(THE INPUT)
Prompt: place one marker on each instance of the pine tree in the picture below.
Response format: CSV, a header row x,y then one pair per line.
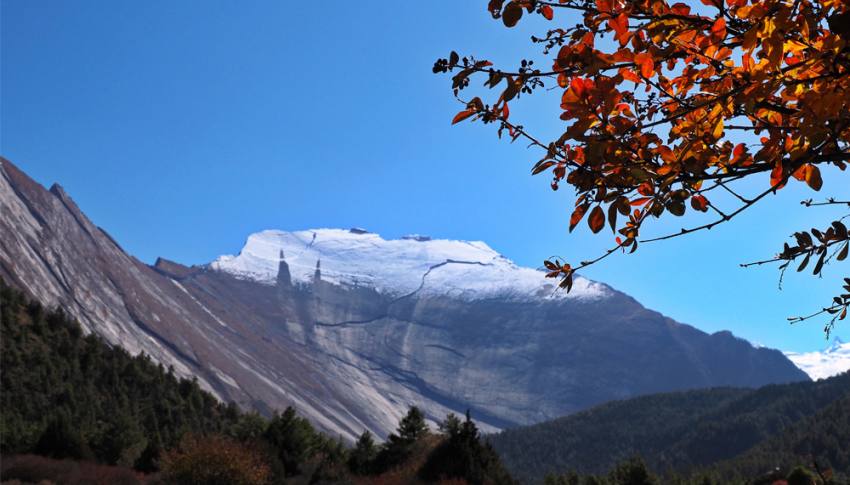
x,y
363,454
412,426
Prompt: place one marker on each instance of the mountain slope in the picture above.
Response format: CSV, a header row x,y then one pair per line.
x,y
678,431
352,329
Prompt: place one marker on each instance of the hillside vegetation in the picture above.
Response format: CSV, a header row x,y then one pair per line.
x,y
75,410
739,430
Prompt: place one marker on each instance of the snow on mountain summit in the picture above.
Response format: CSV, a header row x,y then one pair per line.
x,y
834,360
460,269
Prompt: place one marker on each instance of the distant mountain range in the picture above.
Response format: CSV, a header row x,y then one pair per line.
x,y
352,329
726,431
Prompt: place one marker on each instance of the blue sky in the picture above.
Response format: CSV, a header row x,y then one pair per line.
x,y
183,126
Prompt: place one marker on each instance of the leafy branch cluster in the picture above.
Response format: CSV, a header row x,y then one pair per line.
x,y
668,106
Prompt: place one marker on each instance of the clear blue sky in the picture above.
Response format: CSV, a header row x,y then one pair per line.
x,y
183,126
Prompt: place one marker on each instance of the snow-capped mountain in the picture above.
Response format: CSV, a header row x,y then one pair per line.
x,y
396,267
351,328
831,361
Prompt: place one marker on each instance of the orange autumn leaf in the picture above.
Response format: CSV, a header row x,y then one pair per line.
x,y
596,221
577,215
463,115
700,203
813,178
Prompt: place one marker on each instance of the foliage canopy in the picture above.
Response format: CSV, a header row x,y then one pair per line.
x,y
672,105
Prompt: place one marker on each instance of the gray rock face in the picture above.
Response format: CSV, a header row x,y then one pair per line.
x,y
351,356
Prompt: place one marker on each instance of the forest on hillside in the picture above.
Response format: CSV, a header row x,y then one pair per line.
x,y
722,433
75,410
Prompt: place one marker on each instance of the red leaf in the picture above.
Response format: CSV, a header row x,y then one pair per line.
x,y
511,14
646,64
577,215
596,221
718,30
699,203
813,177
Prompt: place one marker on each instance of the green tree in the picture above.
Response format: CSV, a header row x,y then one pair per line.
x,y
293,439
361,460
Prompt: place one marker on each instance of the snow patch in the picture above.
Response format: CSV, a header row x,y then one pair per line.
x,y
833,360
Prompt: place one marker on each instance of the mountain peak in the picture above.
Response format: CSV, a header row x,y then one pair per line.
x,y
414,263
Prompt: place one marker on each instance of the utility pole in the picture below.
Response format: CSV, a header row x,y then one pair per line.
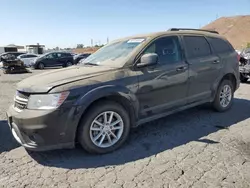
x,y
91,42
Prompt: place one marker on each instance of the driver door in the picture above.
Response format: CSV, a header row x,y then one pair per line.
x,y
163,86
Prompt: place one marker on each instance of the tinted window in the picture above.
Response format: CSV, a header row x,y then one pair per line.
x,y
23,56
51,56
29,56
220,45
167,49
196,46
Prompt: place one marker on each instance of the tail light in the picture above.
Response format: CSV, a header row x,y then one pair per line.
x,y
238,57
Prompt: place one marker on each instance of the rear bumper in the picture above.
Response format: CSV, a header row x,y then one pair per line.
x,y
42,130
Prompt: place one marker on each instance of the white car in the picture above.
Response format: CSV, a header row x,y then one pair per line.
x,y
27,59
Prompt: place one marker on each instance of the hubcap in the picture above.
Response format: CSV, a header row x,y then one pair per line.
x,y
225,96
41,66
106,129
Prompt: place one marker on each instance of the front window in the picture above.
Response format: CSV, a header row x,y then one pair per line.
x,y
114,54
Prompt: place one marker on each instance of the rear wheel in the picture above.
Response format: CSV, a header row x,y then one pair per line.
x,y
68,64
243,78
41,66
224,96
104,128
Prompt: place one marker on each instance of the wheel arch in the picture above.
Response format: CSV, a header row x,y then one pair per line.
x,y
119,95
228,76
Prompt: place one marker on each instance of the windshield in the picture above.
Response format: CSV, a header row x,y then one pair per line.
x,y
114,54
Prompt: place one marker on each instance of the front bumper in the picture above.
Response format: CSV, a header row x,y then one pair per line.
x,y
41,130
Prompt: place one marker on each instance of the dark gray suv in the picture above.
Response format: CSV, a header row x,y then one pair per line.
x,y
124,84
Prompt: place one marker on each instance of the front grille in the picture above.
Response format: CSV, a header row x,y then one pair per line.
x,y
22,95
21,100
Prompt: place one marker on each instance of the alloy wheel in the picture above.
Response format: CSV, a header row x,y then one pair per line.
x,y
106,129
225,96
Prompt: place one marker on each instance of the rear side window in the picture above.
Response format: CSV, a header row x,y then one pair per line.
x,y
196,46
29,56
219,45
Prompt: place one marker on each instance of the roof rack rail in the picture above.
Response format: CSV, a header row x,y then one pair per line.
x,y
190,29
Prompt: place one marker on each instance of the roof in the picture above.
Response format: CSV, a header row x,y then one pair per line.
x,y
14,46
167,32
35,45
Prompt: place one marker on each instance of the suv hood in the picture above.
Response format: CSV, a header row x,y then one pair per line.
x,y
42,83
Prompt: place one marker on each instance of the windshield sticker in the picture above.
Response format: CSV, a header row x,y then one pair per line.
x,y
136,40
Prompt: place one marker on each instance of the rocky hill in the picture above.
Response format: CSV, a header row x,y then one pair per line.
x,y
236,29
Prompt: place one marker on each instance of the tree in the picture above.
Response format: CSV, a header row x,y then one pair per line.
x,y
79,46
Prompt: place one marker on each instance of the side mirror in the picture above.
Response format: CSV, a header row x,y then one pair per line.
x,y
148,59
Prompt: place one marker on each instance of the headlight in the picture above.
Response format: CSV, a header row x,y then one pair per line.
x,y
47,101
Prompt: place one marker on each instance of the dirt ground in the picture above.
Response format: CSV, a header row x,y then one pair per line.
x,y
195,148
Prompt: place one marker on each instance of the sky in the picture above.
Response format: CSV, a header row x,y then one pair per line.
x,y
66,23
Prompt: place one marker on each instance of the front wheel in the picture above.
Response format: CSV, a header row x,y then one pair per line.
x,y
224,96
41,66
104,128
68,64
243,78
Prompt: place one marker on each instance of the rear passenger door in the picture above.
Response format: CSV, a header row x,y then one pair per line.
x,y
204,68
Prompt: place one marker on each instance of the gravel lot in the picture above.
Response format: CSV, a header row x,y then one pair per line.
x,y
195,148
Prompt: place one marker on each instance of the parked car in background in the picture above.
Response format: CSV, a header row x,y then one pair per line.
x,y
27,58
53,59
126,83
79,57
245,65
11,55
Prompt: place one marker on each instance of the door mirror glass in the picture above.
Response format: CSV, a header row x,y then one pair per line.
x,y
148,59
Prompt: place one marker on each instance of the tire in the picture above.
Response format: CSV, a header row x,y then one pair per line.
x,y
218,103
68,64
243,79
41,66
86,136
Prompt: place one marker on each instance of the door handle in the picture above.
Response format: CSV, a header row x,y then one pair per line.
x,y
181,68
216,61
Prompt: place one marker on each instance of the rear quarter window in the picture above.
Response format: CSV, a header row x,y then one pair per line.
x,y
220,45
196,46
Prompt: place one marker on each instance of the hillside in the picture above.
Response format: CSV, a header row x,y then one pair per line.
x,y
236,29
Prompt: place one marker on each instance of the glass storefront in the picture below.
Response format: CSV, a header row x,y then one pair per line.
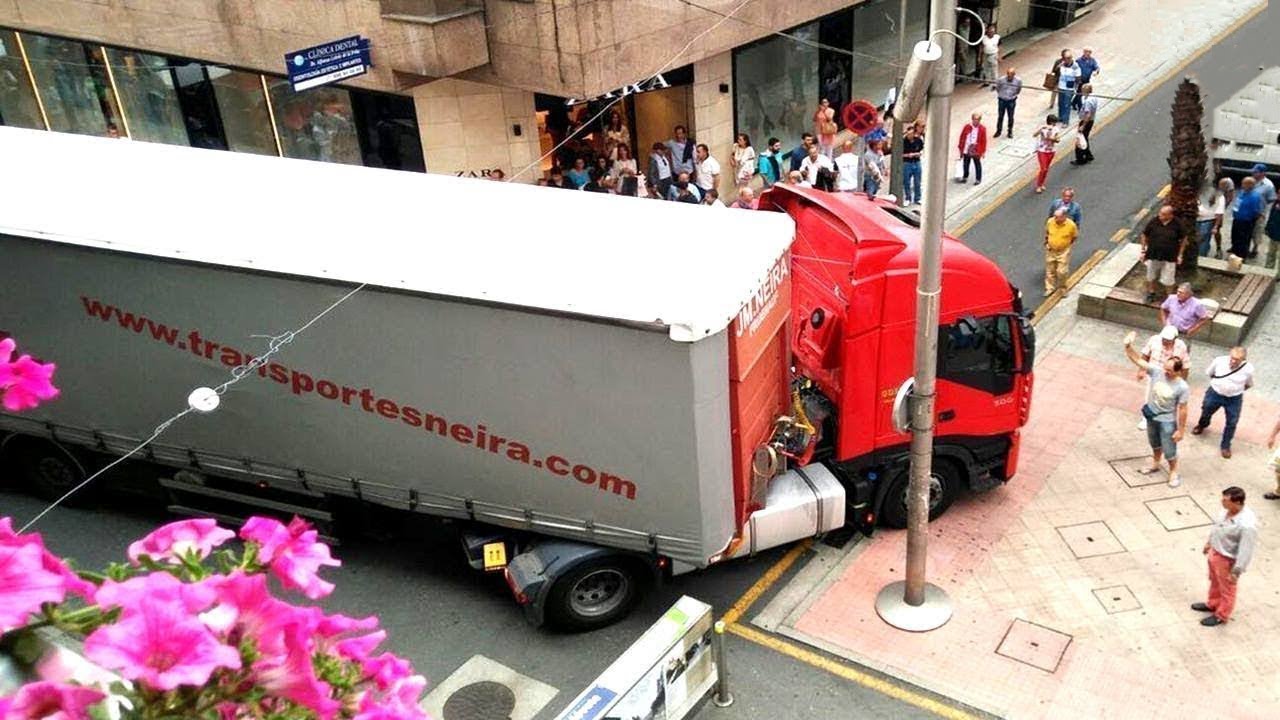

(YOUR OBJECTIVE)
Transcribe exactly each line of the records from the start up to and including the one with "vegetation in the picture above.", and leave out every picture.

(EXERCISE RESULT)
Prompt: place one marker on each instance of the pine tree in the picture below.
Response format: CSV, a header row x,y then one pair per line.
x,y
363,454
412,426
Prompt: place one marker on each instance of the mountain slope in the picture above.
Response format: CSV, a header row x,y then one pair per line.
x,y
678,431
352,329
Prompt: place one marker on each instance of the hillside vegetation in the picture above.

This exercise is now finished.